Pointing dataset excerpts
****************************************

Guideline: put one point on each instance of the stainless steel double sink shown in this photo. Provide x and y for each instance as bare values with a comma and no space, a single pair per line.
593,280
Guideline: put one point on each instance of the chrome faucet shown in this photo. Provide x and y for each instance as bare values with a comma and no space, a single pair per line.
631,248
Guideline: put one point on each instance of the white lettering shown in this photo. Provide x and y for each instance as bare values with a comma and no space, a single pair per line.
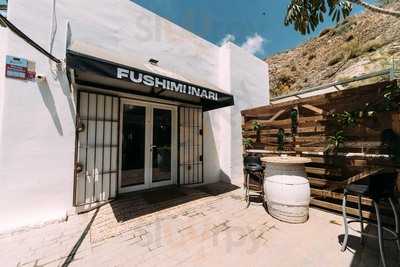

****************************************

Instructions for the task —
Please rewrite the material above, changing every "photo" to "image" and keeping everything else the same, and leave out the pictures.

Response to this task —
Guideline: put one point on each instance of the stainless steel double sink shown in this image. Provide x and y for each instance as bare values with a comma and no space, a single pair per line.
593,280
Guideline: put one point on each instance of the chrome faucet shown in this image. Provide x and y for each instance as bare values with a comma and no space, a single pair per line.
631,248
Guideline: put one point on each instance of the white lettering shown in this image. Provide x and y for each instance as bare values with a comma and no space, a single pair per line.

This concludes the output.